Companies are gearing up to be able to buy and sell the right to put greenhouse gases into the California skies. Last night, state regulators approved the second biggest carbon trading market on the planet. That's after the one in the European Union. The technical term is cap-and-trade.

The idea's not going anywhere in Washington, though. Congress has given up on a climate change bill. But Marketplace's Scott Tong reports from the Sustainability Desk that carbon trading's alive and well in a whole lot of other places.

Scott Tong: California is capping how much carbon dioxide electric utilities can spew out starting 2012. Then come refineries and industrial plants churning out stuff like cement. If a company exceeds its cap, it can buy pollution permits from another firm, or bankroll say, a wind farm. And California plans to let companies buy permits from other places too, Massachusetts or Quebec or Brazil.

Vicki Arroyo at Georgetown Law says to watch carbon markets, watch the states.

Vicki Arroyo: That's been really the history for the last decade or so. We've had tremendous movement at the state and even local level.

California wants enviro bragging rights, but also to inject a financial steroid into its cleantech sector. You see, a penalty on carbon makes coal and gasoline pricier, and alternatives cheaper. Robert Stavins is an economist at Harvard.

# Dataset records
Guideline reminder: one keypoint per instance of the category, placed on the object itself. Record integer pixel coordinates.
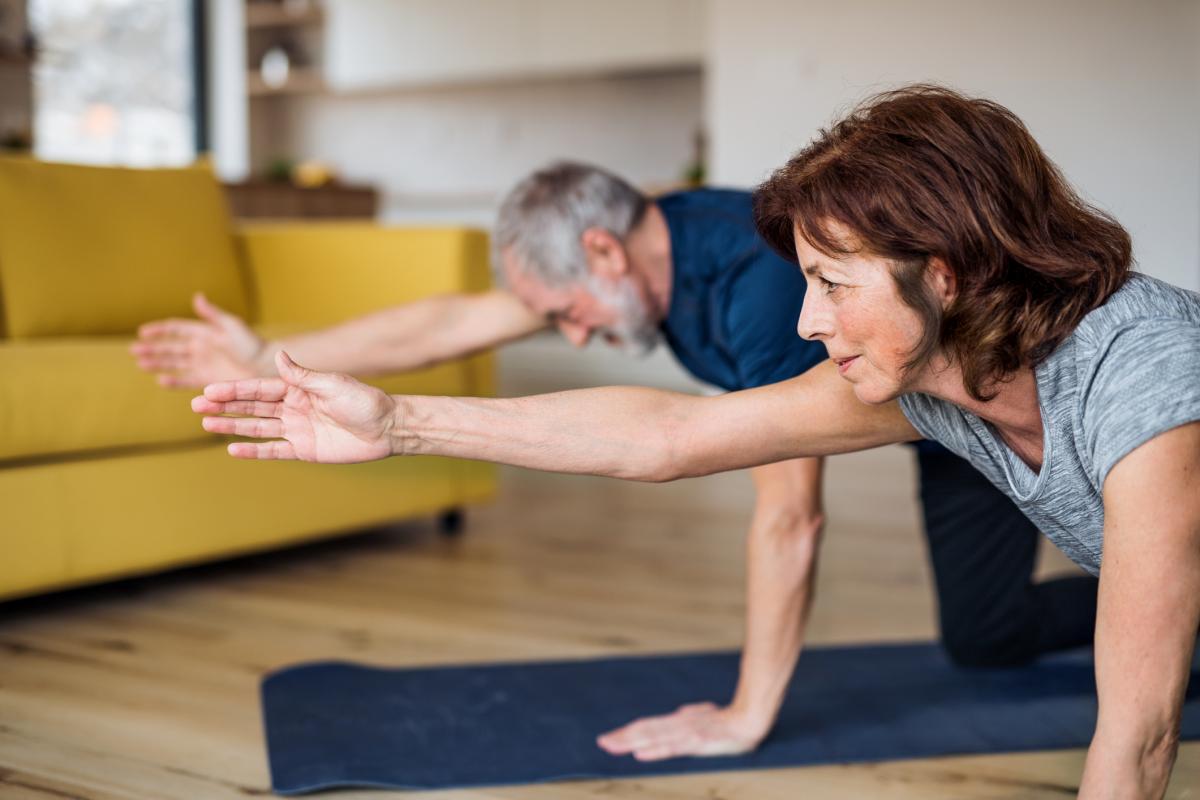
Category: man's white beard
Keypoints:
(635, 326)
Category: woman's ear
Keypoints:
(942, 280)
(605, 253)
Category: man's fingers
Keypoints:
(261, 389)
(657, 752)
(168, 380)
(169, 328)
(244, 426)
(161, 348)
(263, 450)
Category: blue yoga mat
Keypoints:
(339, 725)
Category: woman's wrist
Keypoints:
(399, 433)
(754, 717)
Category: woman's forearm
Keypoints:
(1147, 614)
(412, 336)
(781, 557)
(649, 434)
(619, 432)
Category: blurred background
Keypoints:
(427, 110)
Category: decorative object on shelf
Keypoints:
(311, 174)
(279, 169)
(275, 67)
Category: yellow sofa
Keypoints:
(102, 473)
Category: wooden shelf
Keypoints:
(270, 14)
(301, 80)
(259, 199)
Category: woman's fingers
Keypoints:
(263, 450)
(257, 389)
(244, 426)
(636, 734)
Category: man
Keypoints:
(585, 252)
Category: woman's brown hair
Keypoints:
(923, 173)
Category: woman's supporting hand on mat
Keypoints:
(694, 729)
(191, 353)
(307, 415)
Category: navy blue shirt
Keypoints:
(733, 301)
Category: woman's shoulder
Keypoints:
(1145, 304)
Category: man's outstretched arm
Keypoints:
(220, 346)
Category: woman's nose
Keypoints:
(575, 332)
(814, 323)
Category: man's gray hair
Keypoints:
(544, 216)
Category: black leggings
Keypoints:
(983, 551)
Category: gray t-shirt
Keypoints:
(1129, 372)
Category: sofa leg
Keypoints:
(451, 522)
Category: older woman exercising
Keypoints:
(965, 294)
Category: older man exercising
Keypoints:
(585, 252)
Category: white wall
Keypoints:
(228, 115)
(448, 154)
(387, 43)
(1110, 89)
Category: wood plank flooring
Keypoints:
(148, 689)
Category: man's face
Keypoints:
(613, 310)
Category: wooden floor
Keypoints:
(148, 689)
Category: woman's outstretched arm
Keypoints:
(622, 432)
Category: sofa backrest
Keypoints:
(100, 250)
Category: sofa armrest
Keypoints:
(321, 274)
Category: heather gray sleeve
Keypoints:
(1143, 383)
(939, 421)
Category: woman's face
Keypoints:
(852, 306)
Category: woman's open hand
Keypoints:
(694, 729)
(307, 415)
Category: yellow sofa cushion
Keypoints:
(90, 250)
(87, 395)
(355, 268)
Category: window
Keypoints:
(115, 82)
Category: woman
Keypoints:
(965, 294)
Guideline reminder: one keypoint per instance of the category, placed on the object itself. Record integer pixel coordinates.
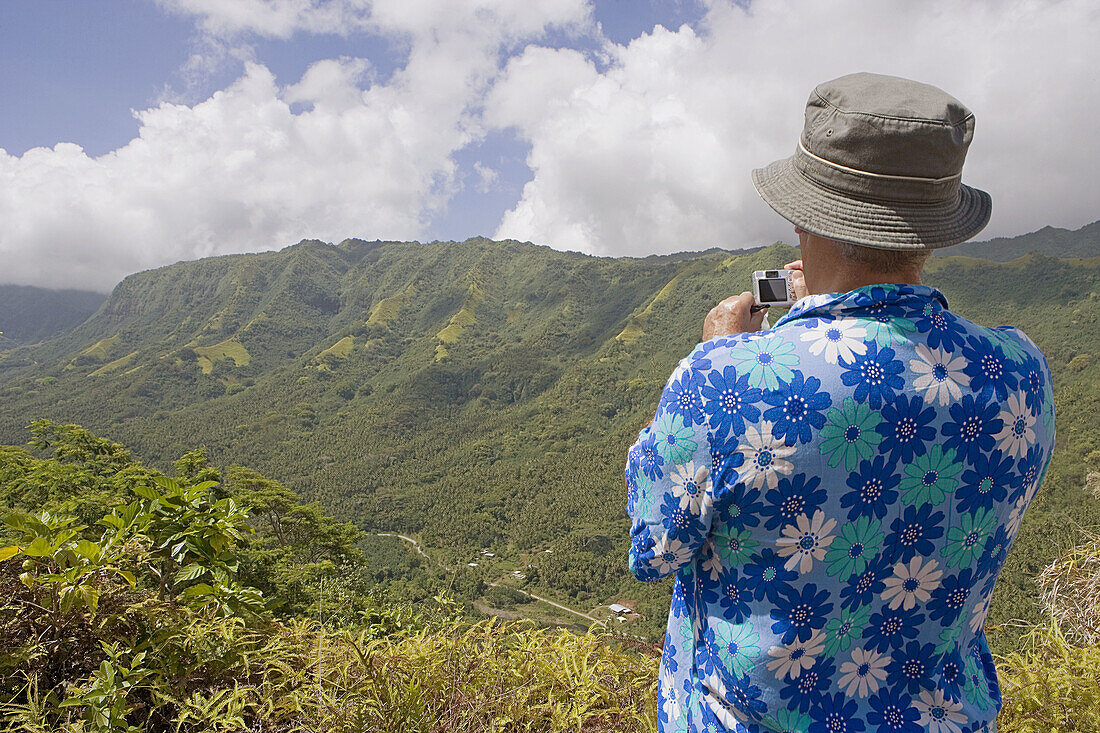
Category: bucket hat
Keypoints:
(879, 163)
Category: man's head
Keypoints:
(879, 165)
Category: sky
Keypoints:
(136, 133)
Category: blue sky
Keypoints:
(206, 127)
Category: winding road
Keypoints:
(419, 549)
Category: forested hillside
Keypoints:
(29, 315)
(481, 395)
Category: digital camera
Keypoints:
(772, 287)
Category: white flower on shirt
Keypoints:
(862, 675)
(912, 583)
(763, 457)
(941, 376)
(691, 485)
(794, 657)
(1019, 431)
(837, 339)
(670, 554)
(806, 540)
(937, 713)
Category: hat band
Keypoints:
(875, 186)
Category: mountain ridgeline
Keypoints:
(482, 394)
(30, 315)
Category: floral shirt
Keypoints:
(836, 498)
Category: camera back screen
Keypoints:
(772, 291)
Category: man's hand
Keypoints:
(732, 316)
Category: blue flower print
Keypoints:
(906, 428)
(682, 398)
(836, 713)
(796, 407)
(649, 459)
(739, 507)
(913, 666)
(987, 482)
(891, 627)
(989, 371)
(790, 499)
(767, 577)
(947, 600)
(766, 361)
(745, 696)
(674, 440)
(997, 547)
(876, 375)
(799, 613)
(950, 674)
(893, 712)
(836, 498)
(943, 329)
(736, 595)
(807, 689)
(972, 427)
(873, 489)
(1032, 383)
(737, 647)
(913, 533)
(889, 326)
(861, 588)
(729, 402)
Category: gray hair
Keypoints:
(883, 260)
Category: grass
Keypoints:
(100, 348)
(387, 308)
(228, 349)
(118, 363)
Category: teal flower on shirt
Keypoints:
(967, 539)
(675, 441)
(735, 547)
(930, 478)
(737, 647)
(788, 721)
(854, 547)
(890, 331)
(849, 434)
(766, 361)
(842, 631)
(1010, 343)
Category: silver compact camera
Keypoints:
(772, 287)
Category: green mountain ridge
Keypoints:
(30, 315)
(482, 394)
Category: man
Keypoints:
(836, 495)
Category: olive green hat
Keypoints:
(879, 163)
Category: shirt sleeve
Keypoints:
(668, 476)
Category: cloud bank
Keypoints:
(653, 153)
(634, 149)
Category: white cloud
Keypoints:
(653, 154)
(257, 166)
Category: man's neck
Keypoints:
(842, 280)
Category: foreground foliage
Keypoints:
(135, 601)
(143, 617)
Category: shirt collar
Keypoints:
(831, 305)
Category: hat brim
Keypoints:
(888, 226)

# TASK REQUIREMENTS
Pick up the California carbon trading report where it stops and keep writing it.

# OUTPUT
Robert Stavins: That change in relative prices provides tremendous incentives for companies to create technologies that rely more upon renewable sources than fossil fuel sources.

He sees carbon markets popping up elsewhere -- China, Japan, Australia. But political winds can shift; there's no guarantee, for instance, that California will keep cap-and-trade forever.

For now, analyst Emilie Mazzacurati at PointCarbon says...

Emilie Mazzacurati: Market players are very much taking California seriously. We have actually already seen some transactions on the over-the-counter market.

Translation: companies and investors are already placing advance orders to buy pollution credits.

In Washington, I'm Scott Tong for Marketplace.